DOCUMENT SECTION |
==*==
Kids gotta get out to bond with the world

I didn't really want to go out the door, but I knew if I did -- and roamed around out there for a while -- I'd come back a happier guy. So, I layered up and went.

I didn't really want to go out the door, but I knew if I did -- and roamed around out there for a while -- I'd come back a happier guy. So, I layered up and went.

It was late afternoon on one of those December days when the sky hangs low and viscous over the city. I headed for the woods of Hartley Park, my usual stomping grounds. The temperature was 3 degrees. The wind chill was in the minus 20s. But as they say, there's no such thing as bad weather, just bad clothing. And I had clothing.

When I got into the woods at Hartley, following the single-track trail that we run or bike the rest of the year, I came upon a man and his child. The man, 20- or 30-something, was pulling the well-bundled child in a plastic sled. The child could have been a boy or a girl. It was impossible to tell under all that insulation.

I just said "hello" in passing. I didn't stop to visit or to truly assess the situation. I'm guessing the child was two or three. A small dog accompanied them.
==*==
GIVEN INFORMATION |
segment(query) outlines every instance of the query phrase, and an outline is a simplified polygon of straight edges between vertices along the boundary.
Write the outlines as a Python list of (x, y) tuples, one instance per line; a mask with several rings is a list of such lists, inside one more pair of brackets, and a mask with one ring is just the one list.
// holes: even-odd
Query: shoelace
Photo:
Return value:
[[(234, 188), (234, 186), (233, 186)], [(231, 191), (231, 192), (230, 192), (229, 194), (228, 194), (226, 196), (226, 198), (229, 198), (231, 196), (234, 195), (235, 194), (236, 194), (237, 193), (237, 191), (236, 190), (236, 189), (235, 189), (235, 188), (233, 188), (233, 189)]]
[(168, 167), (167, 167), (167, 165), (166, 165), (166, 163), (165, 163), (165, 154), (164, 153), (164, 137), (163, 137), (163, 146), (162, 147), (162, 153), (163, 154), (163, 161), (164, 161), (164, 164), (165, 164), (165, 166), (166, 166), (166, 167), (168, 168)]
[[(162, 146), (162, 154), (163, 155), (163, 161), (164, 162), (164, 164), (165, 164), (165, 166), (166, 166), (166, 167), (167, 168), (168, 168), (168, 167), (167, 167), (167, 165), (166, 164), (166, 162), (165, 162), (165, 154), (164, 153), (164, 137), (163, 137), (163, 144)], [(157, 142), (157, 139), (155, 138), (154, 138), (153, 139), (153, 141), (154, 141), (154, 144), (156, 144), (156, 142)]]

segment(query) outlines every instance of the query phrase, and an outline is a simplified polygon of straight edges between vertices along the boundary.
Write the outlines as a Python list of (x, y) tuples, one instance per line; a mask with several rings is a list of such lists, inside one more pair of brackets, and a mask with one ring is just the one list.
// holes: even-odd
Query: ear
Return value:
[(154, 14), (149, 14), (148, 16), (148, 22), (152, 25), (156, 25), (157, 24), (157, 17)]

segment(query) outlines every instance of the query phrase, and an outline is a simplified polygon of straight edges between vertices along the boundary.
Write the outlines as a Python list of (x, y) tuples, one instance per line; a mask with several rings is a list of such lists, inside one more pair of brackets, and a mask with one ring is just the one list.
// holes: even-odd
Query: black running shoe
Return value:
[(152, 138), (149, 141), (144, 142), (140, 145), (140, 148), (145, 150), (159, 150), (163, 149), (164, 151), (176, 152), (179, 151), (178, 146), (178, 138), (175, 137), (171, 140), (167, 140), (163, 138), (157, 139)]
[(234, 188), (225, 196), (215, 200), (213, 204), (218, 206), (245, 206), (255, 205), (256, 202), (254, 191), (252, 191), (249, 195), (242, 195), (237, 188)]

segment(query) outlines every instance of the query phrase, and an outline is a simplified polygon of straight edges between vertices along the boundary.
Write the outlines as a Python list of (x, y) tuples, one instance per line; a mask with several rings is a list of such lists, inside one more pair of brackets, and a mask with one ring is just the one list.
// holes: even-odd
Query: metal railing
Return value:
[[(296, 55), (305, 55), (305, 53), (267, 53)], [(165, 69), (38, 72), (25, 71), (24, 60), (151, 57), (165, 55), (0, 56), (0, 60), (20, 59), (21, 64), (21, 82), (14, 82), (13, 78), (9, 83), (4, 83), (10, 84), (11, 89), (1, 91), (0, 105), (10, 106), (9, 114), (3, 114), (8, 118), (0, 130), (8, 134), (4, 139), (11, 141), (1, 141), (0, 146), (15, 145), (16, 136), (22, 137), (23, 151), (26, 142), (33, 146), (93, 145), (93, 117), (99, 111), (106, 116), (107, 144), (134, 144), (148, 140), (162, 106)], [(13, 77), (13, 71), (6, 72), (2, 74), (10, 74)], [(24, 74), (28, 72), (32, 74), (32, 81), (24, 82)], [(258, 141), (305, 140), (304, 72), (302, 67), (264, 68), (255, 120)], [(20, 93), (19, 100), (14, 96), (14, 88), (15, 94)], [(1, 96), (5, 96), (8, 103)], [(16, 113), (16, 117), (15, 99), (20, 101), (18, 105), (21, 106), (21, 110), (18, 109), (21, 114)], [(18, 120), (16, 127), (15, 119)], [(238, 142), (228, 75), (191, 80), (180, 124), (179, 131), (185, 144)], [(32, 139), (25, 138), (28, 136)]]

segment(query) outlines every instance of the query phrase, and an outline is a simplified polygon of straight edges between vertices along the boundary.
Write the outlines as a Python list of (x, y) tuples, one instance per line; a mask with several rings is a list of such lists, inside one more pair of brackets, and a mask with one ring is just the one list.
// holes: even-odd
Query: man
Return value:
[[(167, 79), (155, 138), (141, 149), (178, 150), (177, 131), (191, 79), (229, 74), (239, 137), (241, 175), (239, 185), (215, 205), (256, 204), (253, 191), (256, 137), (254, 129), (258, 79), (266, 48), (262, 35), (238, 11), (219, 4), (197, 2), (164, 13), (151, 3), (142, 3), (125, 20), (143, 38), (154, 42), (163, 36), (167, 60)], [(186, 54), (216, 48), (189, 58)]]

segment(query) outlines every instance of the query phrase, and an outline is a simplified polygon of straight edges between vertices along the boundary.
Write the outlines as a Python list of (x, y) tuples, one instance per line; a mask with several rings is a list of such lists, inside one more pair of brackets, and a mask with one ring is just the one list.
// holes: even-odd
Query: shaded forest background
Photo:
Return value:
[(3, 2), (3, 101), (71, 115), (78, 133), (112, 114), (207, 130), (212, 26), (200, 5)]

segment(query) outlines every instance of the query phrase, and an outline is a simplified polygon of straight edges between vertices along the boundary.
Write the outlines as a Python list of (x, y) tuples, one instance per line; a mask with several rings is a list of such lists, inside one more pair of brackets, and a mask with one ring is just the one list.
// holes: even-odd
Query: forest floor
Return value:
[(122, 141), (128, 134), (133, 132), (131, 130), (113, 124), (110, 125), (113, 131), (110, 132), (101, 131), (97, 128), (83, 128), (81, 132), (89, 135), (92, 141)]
==*==
WHAT THIS EXERCISE ASKS |
a - Answer these questions using the column about the winter walk in the woods:
(i) What was the temperature that afternoon?
(ii) What was the man pulling the child in?
(iii) What animal was with the man and the child?
b - Revise a passage from the column about the winter walk in the woods, swapping "December" for "January". Begin at the words "Kids gotta get" and stop after "I had clothing.".
c - Carry on the column about the cold-weather walk in the woods, beginning after its final sentence.

SOLVED TASKS |
a -
(i) 3 degrees
(ii) A plastic sled
(iii) A small dog

b -
Kids gotta get out to bond with the world

I didn't really want to go out the door, but I knew if I did -- and roamed around out there for a while -- I'd come back a happier guy. So, I layered up and went.

I didn't really want to go out the door, but I knew if I did -- and roamed around out there for a while -- I'd come back a happier guy. So, I layered up and went.

It was late afternoon on one of those January days when the sky hangs low and viscous over the city. I headed for the woods of Hartley Park, my usual stomping grounds. The temperature was 3 degrees. The wind chill was in the minus 20s. But as they say, there's no such thing as bad weather, just bad clothing. And I had clothing.

c -
They were the only other souls I encountered, and, for all I know, the only other souls in the park. I was happy to see them. I worry these days that not enough kids get outdoors, so I was encouraged by this father-child-dog triad on the trail.


"Good to see you out here," I said as I passed them.

"Gotta get out," the young father replied with enthusiasm.

That is all we said as the dog and I passed them, headed for the piney woods. I saw their tracks later, on my way out. They had made a good-sized loop.

I thought how lucky that kid was, that his dad wanted to take him out there to see the snow and feel the cold on his cheeks and listen to the trees creaking as they leaned in the wind.

Dusk came over the man and his child as it had come over me during my walk. The child would have sensed that, seen the darkness closing in. But he or she would have been comfortable with all of that, I think, riding along in the sled, the dog prancing alongside, dad up ahead.

I wondered what else the child must have sensed. The sound of the sled squeaking and hissing over the snow. The lurching and bumping of the plastic craft. The occasional careening down a gentle hill. The sound of the wind weaving its way through naked branches. The dense and stoic trees. The amber glow of city lights in the gathering dusk. The quick exhalations of the dog.

The simplest things.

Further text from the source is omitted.